* **Your objective**: Rewrite the lines below as a numbered list, leaving out any blank lines.

* **Given entries**:

───

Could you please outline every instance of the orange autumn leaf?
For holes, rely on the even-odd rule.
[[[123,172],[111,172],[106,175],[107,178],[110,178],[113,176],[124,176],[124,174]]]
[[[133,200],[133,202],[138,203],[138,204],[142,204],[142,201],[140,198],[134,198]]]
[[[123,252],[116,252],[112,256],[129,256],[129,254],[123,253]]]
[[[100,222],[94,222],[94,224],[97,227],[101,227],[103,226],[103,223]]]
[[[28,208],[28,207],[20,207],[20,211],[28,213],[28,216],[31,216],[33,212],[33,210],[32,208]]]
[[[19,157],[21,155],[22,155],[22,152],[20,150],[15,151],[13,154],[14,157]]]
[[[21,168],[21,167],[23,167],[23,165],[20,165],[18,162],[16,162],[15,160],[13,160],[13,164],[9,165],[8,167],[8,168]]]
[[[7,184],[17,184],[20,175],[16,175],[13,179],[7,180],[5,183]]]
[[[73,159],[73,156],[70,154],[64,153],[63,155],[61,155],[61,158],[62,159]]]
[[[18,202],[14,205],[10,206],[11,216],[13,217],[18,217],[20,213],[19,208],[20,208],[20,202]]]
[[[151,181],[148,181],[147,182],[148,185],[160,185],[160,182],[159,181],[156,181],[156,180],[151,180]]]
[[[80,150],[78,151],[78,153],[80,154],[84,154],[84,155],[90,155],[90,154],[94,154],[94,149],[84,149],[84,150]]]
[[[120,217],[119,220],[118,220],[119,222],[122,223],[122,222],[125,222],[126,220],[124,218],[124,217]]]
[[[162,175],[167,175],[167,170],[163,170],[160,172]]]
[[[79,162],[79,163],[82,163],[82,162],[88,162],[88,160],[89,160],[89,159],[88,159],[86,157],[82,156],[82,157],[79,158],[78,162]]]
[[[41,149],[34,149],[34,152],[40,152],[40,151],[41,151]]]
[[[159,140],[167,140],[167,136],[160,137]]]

───

* **Result of the task**:
1. Could you please outline every instance of the orange autumn leaf?
2. For holes, rely on the even-odd rule.
3. [[[123,172],[111,172],[106,175],[107,178],[110,178],[113,176],[124,176],[124,174]]]
4. [[[133,200],[133,202],[138,203],[138,204],[142,204],[142,201],[140,198],[134,198]]]
5. [[[123,252],[116,252],[112,256],[129,256],[129,254],[123,253]]]
6. [[[100,222],[94,222],[94,224],[97,227],[101,227],[103,226],[103,223]]]
7. [[[28,208],[28,207],[20,207],[20,211],[28,213],[28,216],[31,216],[33,212],[33,210],[32,208]]]
8. [[[19,157],[21,155],[22,155],[22,152],[20,150],[15,151],[13,154],[14,157]]]
9. [[[21,168],[21,167],[23,167],[23,165],[20,165],[18,162],[16,162],[15,160],[13,160],[13,164],[9,165],[8,167],[8,168]]]
10. [[[7,184],[17,184],[20,175],[16,175],[13,179],[7,180],[5,183]]]
11. [[[73,159],[73,156],[70,154],[64,153],[63,155],[61,155],[61,158],[62,159]]]
12. [[[18,202],[14,205],[10,206],[11,216],[13,217],[18,217],[20,213],[19,208],[20,208],[20,202]]]
13. [[[151,181],[148,181],[147,182],[148,185],[160,185],[160,182],[159,181],[156,181],[156,180],[151,180]]]
14. [[[80,150],[78,151],[78,153],[80,154],[84,154],[84,155],[90,155],[90,154],[94,154],[94,149],[84,149],[84,150]]]
15. [[[120,217],[119,220],[118,220],[119,222],[122,223],[122,222],[125,222],[126,220],[124,218],[124,217]]]
16. [[[162,175],[167,175],[167,170],[163,170],[160,172]]]
17. [[[79,162],[79,163],[82,163],[82,162],[88,162],[88,160],[89,160],[89,159],[88,159],[86,157],[82,156],[82,157],[79,158],[78,162]]]
18. [[[41,149],[34,149],[34,152],[40,152],[40,151],[41,151]]]
19. [[[159,140],[167,140],[167,136],[160,137]]]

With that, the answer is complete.